Ancient building in Freiburg im Breisgau, Germany

The Martinstor (English Martin's Gate), a former town fortification on Kaiser-Joseph-Straße, is the older of the two gates of Freiburg im Breisgau, Germany, that have been preserved since medieval times. Both gates, the Martinstor and the Schwabentor, are located in the city centre. In medieval times the Martinstor was also known as Norsinger Tor.

== History ==
According to dendrochronological research the wooden beams date back to the year 1202; the gate was first given documentary evidence in 1238 as "Porta Sancti Martini" (Latin Gate of the Holy Martin). Over the centuries it has been reconstructed several times. At one time, it also served as a prison and it was said of its occupants that they had donned "The Cloak of Martin".

From the 17th century on the side of the gate facing the city was decorated with a picture of Martin of Tours. During this time, due to the construction and leveling of the suburbs by Sébastien Le Prestre de Vauban, the gate's link to the city was lost. Thus, Salzstraße served as the main access road from Höllental.

(Natural-language object grounding data)
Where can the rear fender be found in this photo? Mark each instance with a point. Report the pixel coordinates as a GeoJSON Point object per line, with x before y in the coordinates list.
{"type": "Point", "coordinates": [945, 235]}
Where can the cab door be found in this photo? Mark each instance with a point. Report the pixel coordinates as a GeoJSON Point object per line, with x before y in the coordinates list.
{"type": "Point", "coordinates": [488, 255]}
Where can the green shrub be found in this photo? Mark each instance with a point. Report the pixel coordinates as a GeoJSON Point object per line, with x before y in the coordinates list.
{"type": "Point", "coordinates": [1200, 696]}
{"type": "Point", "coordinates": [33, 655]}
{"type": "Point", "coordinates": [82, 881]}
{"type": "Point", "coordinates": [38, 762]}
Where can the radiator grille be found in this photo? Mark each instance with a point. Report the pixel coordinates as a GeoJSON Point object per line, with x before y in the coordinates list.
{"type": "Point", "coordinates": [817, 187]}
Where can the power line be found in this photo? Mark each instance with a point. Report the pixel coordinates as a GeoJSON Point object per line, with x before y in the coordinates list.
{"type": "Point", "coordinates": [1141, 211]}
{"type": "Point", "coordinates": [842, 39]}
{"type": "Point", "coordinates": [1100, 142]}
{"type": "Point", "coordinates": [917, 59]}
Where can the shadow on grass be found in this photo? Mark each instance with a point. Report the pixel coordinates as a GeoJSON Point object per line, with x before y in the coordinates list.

* * *

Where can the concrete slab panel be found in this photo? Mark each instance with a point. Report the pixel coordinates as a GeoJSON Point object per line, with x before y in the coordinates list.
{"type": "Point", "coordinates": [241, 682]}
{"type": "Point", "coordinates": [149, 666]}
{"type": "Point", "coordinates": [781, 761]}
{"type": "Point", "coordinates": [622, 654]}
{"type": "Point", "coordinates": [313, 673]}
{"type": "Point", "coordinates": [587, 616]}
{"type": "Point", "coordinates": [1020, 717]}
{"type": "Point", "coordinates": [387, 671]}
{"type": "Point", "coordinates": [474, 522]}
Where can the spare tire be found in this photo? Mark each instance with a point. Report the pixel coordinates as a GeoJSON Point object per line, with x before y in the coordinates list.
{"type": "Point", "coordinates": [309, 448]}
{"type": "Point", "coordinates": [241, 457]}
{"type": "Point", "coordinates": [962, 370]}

==

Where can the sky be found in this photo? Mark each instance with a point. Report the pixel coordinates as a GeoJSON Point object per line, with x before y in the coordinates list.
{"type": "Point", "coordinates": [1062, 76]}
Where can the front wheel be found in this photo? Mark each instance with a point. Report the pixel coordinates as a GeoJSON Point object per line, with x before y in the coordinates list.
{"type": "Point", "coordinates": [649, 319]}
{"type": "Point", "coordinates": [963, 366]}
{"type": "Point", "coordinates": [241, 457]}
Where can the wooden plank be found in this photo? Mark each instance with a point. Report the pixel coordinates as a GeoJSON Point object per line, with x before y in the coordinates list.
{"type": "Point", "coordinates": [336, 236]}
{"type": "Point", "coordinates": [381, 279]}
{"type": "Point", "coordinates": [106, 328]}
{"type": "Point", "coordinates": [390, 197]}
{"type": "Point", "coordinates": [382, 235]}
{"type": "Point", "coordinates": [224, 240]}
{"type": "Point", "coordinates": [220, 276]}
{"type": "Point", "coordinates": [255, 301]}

■ Activity
Write the next part of the passage on Freiburg's Martinstor, picking up after its final sentence. The rows can be set aside, as nothing here depends on them.

■ Response area
There have been numerous restorations of the picture, the most recent of which was in 1851 by Wilhelm Dürr. In 1968/69 the picture was removed. To date the local town council has still not been able to decide on a new image. As a result there remains a blank spot in honour of the conflicts between the Freiburg Civil Defence and the French Revolutionary Forces.

The Martinstor underwent its biggest change in 1901. By this point, the surrounding buildings surmounted the old city gate and the old passageway had become too small for the growing city and the new tram infrastructure. Having momentarily considered demolition, the city council opted instead to modify the building. Under the direction of Carl Schäfer the tower was heightened from 22 to 60 metres and a new roof construction in the architectural style of the 15th century was added.
An additional gate with a larger thoroughfare, designed in the same architectural style, was erected next to the original gate. A German Reichsadler was painted on the outer facade of the gate above the emblems of Freiburg and of the nearby region of Baden, before it was removed in 1951. A replication of a baroque sandstone plate depicting the Double-headed eagle of the Holy Roman Empire was later installed.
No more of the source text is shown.